# [Task brief]
Rewrite every line of the listing from the line containing "Task: mark each instance of the red" through the end of the listing, requests included, resizing the point coordinates in the answers by multiplying each by 2.4 and rounding to whole numbers with halves going up. Leave the numbers in the requests and their format samples unchanged.

Stored data
** Start **
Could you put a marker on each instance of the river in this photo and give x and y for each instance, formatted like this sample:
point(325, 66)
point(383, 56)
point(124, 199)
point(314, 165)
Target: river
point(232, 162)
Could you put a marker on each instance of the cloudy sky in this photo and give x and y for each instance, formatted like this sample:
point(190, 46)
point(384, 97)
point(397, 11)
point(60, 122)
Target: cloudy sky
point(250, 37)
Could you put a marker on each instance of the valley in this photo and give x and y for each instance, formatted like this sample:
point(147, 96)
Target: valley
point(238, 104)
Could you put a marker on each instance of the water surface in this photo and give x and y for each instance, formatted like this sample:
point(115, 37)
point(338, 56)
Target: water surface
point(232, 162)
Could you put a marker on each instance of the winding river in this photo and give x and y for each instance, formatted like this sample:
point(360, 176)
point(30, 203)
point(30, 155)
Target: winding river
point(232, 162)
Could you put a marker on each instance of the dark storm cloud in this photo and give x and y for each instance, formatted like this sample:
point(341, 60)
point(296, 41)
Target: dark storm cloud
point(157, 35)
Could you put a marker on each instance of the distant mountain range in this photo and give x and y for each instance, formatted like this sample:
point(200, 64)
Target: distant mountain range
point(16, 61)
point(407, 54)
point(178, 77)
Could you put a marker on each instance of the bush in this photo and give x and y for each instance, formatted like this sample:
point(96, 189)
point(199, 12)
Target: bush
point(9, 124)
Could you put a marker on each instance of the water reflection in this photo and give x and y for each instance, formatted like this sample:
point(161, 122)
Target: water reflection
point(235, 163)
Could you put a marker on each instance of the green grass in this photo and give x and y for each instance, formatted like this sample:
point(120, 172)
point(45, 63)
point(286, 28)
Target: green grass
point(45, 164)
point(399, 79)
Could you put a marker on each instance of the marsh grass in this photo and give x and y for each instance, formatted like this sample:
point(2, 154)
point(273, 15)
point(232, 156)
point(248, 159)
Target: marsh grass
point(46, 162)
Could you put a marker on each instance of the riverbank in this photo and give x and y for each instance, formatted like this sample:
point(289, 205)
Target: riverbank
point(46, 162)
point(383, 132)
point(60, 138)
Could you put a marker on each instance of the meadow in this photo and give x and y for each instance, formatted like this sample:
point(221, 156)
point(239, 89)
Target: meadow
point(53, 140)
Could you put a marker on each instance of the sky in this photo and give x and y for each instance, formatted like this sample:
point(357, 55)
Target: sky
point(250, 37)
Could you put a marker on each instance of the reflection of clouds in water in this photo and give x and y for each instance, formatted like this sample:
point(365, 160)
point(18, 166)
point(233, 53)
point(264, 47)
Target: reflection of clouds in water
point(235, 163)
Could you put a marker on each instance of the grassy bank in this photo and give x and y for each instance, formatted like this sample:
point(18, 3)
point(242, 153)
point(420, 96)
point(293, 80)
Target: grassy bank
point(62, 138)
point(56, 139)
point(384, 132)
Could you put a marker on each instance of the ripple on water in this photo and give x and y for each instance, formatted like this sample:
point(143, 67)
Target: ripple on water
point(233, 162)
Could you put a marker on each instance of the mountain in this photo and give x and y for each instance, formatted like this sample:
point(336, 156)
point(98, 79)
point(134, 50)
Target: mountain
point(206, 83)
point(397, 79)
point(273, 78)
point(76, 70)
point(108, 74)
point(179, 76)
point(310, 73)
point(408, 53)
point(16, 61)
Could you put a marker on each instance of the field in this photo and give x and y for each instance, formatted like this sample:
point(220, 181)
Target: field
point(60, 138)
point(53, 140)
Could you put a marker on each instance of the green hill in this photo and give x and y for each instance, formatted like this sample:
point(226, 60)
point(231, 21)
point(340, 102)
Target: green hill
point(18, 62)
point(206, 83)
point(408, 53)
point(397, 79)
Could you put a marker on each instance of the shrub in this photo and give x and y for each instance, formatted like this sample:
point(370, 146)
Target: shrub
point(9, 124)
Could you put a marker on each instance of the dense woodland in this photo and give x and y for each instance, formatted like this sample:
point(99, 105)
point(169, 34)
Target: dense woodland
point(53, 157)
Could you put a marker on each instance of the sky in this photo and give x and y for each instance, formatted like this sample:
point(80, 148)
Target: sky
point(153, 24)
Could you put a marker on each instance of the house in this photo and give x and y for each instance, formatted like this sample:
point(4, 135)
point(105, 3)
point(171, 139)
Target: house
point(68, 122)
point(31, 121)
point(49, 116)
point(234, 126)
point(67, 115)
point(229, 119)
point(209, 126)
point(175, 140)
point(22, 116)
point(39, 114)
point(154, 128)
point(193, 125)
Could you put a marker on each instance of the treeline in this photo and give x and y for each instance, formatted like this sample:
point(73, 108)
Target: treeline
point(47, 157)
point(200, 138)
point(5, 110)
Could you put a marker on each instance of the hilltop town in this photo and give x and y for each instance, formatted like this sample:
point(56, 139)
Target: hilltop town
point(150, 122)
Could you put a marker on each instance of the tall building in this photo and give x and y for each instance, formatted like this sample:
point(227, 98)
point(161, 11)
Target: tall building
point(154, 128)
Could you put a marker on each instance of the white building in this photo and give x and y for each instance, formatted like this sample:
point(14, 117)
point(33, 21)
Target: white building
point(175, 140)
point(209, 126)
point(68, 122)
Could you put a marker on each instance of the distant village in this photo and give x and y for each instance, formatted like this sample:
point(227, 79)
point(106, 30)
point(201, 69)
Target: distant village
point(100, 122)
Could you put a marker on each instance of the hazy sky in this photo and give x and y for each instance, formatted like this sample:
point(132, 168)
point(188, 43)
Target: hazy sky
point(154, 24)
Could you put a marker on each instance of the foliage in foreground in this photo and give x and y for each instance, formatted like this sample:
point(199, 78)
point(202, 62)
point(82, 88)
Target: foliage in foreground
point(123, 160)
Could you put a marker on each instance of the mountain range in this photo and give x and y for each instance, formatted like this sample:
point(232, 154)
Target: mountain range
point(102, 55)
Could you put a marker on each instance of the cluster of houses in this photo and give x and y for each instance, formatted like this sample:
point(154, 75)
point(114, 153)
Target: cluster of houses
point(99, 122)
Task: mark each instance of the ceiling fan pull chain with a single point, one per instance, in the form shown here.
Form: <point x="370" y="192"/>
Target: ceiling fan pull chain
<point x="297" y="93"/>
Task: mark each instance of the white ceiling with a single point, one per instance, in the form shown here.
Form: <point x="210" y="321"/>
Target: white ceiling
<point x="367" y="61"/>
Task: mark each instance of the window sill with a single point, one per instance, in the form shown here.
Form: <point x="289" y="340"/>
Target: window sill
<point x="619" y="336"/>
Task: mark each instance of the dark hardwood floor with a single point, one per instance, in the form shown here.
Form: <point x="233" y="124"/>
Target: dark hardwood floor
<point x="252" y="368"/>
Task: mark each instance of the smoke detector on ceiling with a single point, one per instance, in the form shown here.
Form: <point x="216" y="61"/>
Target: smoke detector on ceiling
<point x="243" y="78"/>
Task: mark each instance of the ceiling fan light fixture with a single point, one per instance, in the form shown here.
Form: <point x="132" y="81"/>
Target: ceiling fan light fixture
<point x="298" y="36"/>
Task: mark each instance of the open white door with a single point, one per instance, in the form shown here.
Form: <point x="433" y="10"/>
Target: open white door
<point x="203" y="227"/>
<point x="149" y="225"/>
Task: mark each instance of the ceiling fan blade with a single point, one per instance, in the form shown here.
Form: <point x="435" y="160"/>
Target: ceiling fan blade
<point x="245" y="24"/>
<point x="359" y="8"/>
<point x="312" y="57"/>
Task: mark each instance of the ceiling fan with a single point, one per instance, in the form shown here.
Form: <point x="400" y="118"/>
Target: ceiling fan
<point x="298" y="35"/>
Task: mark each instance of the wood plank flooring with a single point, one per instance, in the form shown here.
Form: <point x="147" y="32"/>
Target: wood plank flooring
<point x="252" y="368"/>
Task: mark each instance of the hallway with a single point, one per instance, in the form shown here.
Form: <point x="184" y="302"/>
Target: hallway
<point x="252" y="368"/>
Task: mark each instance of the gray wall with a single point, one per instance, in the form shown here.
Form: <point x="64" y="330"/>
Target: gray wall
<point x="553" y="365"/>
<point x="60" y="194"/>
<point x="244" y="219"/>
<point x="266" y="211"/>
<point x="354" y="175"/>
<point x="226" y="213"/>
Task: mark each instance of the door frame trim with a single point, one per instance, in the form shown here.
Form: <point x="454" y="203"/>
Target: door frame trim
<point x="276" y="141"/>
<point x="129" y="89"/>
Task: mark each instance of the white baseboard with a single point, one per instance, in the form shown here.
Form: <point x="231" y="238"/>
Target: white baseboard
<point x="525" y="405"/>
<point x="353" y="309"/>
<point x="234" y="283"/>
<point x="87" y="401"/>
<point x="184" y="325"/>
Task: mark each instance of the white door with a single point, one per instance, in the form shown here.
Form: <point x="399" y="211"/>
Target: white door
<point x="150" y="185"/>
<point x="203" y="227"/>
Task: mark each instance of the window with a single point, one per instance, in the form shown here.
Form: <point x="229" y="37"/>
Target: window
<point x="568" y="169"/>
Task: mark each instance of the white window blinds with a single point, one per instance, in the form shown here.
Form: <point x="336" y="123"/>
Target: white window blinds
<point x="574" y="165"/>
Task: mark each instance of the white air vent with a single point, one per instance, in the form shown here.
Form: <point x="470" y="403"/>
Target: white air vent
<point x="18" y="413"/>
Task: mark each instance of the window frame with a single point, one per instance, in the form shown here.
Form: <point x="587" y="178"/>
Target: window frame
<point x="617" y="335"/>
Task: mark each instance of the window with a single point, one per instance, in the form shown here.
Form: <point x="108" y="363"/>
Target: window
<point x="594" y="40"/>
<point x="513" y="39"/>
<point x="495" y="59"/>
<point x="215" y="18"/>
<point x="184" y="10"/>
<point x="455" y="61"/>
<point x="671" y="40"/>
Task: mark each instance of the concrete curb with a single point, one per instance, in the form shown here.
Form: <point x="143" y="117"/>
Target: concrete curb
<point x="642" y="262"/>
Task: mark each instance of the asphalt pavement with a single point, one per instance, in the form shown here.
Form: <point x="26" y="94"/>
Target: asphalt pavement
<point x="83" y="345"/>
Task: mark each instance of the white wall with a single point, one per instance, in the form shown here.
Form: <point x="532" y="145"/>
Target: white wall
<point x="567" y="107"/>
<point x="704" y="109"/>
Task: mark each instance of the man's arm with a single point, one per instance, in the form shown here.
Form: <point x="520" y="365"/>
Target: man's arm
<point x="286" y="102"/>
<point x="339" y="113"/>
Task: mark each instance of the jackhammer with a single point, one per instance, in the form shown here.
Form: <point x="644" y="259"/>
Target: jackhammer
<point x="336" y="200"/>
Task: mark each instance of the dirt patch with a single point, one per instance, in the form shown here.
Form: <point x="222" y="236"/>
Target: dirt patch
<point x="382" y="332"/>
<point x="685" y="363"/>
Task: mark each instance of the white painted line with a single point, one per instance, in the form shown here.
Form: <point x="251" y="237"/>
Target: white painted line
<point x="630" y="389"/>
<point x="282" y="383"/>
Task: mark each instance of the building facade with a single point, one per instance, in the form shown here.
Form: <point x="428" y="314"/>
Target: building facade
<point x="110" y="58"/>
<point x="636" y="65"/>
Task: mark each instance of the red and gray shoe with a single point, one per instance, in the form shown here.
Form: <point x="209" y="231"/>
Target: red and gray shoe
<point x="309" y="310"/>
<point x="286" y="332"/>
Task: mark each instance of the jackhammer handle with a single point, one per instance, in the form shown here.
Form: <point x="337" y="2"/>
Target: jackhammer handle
** End **
# [Finished task]
Task: mark each instance of the red and gray shoe with a single point, one per instance, in the form shown here.
Form: <point x="209" y="231"/>
Target: red and gray shoe
<point x="742" y="744"/>
<point x="686" y="797"/>
Task: mark each instance of the jackhammer handle with a single point, one per instance, in the form shown here.
Form: <point x="337" y="2"/>
Target: jackhammer handle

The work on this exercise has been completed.